**Objective:** Quote the article on third-party testing of data cables in full, word for word.

**Given text:**
┌──

BASEC: Here’s why you should obtain third party testing and certification on data cables
by: Mark Froggatt – Technical director at BASEC
In a world reliant so heavily on data, poor quality and non-compliant data cables can have a catastrophic impact on the end user. It is crucial that structured cabling systems can accommodate data demand both now and, in the future.
“Digital transformation is the process of using digital technologies to create new- or modify existing- business processes, culture and customer experiences to meet changing business and market requirements.”
Data cables – when quality matters
It is becoming increasingly visible that the world is ever more reliant on digital technology. In fact, the world is in the midst of what is referred to as a “Digital Transformation”.

└──

[Location identification lines]
┌──

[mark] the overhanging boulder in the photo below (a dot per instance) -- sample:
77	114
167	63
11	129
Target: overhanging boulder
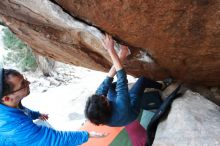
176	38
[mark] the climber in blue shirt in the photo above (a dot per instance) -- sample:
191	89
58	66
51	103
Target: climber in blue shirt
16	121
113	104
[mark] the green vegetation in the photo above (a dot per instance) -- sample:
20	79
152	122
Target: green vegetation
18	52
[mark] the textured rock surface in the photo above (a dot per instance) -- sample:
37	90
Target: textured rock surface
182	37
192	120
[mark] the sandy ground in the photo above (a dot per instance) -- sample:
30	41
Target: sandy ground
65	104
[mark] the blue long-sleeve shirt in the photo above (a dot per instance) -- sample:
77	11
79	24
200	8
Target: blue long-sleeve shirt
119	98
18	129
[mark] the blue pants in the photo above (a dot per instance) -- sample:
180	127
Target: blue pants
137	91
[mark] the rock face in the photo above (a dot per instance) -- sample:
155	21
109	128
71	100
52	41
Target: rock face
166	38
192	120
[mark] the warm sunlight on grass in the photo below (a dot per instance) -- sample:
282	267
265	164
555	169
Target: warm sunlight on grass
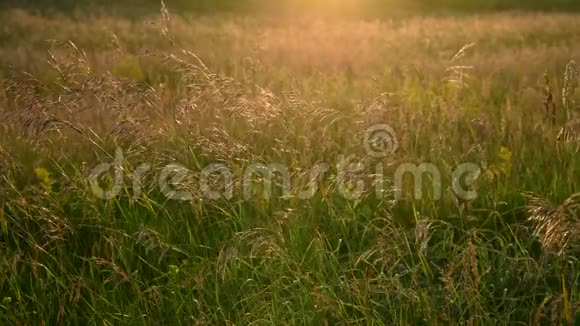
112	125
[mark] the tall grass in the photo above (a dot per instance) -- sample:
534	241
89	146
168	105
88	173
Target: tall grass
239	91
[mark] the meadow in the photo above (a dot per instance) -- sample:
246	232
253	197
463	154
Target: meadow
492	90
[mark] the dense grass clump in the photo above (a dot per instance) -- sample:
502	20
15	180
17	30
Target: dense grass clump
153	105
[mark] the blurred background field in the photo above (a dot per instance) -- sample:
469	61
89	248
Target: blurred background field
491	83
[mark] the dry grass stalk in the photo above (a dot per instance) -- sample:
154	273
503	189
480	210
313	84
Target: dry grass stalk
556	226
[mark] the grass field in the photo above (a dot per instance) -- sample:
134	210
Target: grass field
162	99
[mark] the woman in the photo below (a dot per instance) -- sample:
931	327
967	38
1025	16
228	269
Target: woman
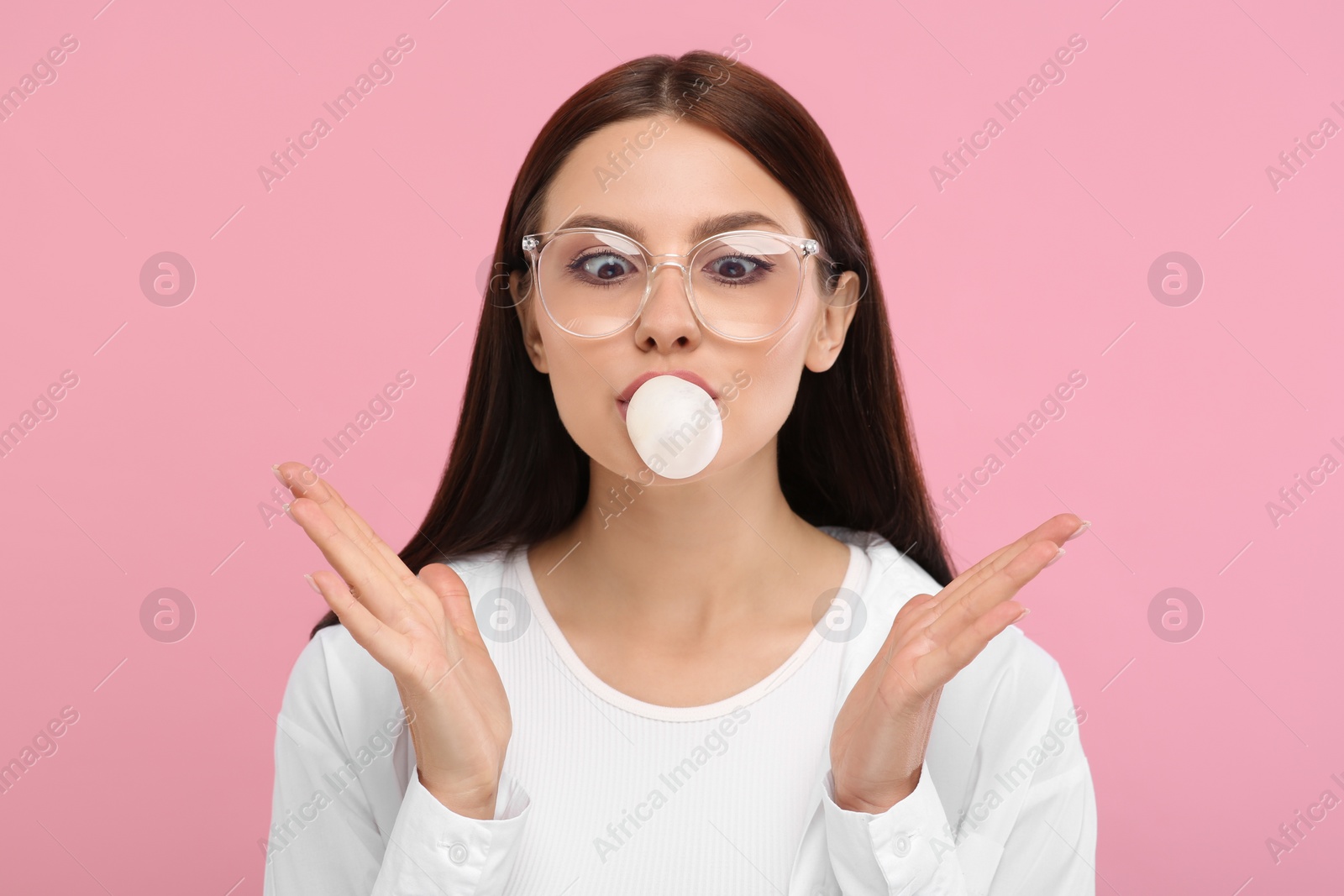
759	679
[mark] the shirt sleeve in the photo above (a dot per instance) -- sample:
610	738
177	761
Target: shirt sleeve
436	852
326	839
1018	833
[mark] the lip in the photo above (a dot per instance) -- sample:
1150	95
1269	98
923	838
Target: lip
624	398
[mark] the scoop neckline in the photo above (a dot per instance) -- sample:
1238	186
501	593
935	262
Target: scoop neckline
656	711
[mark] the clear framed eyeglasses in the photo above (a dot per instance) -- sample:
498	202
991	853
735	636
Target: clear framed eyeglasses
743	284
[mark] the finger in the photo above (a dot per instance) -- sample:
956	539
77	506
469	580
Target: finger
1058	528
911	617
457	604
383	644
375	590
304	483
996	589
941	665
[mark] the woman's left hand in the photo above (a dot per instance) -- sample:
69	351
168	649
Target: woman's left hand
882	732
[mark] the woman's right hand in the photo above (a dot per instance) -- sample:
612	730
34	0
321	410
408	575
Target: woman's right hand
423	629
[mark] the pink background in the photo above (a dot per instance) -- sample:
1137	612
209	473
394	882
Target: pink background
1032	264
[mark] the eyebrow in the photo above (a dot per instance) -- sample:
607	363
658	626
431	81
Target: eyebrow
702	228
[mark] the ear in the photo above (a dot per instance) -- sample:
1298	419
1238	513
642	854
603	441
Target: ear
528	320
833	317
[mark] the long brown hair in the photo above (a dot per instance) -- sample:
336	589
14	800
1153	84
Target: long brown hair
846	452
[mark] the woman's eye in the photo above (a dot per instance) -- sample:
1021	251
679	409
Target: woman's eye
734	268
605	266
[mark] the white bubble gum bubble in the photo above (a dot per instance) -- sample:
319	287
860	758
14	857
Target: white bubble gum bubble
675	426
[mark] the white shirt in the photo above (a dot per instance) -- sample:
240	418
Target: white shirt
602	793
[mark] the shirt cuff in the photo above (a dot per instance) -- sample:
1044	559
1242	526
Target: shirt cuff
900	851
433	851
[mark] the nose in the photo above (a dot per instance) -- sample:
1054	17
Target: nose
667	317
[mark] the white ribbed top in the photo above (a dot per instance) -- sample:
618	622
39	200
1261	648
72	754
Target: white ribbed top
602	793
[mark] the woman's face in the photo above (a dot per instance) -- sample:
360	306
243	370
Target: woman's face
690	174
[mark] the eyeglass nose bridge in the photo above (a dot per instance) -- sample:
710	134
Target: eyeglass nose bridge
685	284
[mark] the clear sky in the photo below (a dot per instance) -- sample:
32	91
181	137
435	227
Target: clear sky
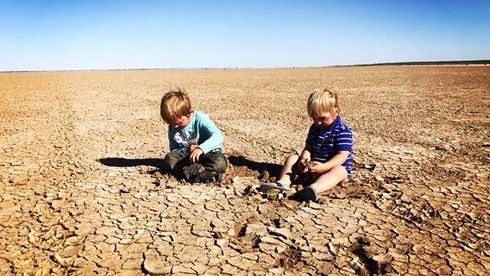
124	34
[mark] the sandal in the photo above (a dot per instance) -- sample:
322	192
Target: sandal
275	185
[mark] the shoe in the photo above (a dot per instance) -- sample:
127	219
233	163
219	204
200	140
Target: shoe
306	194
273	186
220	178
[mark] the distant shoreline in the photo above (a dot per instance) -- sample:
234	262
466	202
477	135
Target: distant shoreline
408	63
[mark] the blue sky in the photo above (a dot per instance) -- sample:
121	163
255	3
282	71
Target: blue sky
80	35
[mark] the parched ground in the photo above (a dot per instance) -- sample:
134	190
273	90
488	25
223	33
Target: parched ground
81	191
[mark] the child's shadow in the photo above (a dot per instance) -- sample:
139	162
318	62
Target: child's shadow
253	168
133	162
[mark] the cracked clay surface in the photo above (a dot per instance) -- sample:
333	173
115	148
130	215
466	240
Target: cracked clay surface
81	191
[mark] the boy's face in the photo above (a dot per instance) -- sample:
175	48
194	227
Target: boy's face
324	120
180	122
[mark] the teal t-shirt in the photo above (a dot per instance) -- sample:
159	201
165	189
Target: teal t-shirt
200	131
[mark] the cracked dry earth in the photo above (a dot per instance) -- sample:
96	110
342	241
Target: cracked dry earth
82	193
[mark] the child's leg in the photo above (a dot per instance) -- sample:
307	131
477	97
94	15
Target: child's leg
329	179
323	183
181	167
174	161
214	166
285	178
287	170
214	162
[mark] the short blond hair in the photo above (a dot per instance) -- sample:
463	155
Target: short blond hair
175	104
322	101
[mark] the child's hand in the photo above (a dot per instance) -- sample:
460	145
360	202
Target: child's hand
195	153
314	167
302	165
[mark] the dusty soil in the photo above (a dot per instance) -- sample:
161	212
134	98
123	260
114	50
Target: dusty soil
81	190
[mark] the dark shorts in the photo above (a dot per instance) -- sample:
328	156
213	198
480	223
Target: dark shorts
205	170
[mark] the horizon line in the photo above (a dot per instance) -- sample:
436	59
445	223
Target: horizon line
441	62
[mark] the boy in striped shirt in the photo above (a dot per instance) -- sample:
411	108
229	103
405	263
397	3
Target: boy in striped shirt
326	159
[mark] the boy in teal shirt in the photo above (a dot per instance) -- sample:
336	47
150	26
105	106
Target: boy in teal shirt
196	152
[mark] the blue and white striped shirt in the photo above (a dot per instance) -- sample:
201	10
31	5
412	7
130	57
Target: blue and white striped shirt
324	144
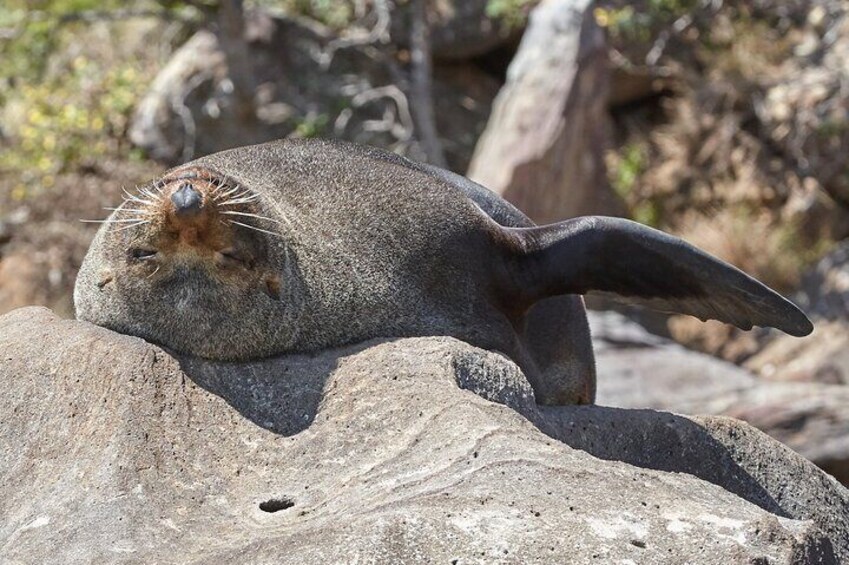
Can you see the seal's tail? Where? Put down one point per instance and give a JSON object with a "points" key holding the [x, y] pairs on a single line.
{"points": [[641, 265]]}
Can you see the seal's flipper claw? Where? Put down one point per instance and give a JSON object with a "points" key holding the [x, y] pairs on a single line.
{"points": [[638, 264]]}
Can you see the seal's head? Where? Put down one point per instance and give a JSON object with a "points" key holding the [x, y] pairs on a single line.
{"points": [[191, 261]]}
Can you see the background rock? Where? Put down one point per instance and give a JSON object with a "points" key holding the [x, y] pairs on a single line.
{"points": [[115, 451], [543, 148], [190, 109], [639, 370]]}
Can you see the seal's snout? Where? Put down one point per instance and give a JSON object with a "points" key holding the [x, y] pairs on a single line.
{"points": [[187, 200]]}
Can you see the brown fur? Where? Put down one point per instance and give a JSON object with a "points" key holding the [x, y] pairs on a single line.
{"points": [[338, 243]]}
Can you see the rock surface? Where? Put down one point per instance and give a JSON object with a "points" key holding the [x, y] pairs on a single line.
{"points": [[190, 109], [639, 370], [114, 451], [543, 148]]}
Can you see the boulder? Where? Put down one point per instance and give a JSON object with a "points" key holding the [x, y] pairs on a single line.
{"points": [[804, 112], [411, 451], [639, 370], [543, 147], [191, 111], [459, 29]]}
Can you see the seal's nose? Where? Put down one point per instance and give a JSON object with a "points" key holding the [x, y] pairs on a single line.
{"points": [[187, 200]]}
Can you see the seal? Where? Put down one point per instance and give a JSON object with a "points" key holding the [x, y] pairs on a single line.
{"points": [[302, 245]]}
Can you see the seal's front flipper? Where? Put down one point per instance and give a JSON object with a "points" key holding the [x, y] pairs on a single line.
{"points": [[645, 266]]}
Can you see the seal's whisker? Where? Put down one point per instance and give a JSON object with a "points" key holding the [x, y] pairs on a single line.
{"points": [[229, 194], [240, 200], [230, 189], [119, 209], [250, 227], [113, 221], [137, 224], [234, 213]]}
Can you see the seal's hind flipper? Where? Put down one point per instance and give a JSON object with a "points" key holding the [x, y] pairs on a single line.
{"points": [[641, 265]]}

└──

**Response below:**
BASEC: Here’s why you should obtain third party testing and certification on data cables
by: Mark Froggatt – Technical director at BASEC
In a world reliant so heavily on data, poor quality and non-compliant data cables can have a catastrophic impact on the end user. It is crucial that structured cabling systems can accommodate data demand both now and, in the future.
“Digital transformation is the process of using digital technologies to create new- or modify existing- business processes, culture and customer experiences to meet changing business and market requirements.”
Data cables – when quality matters
It is becoming increasingly visible that the world is ever more reliant on digital technology. In fact, the world is in the midst of what is referred to as a “Digital Transformation”.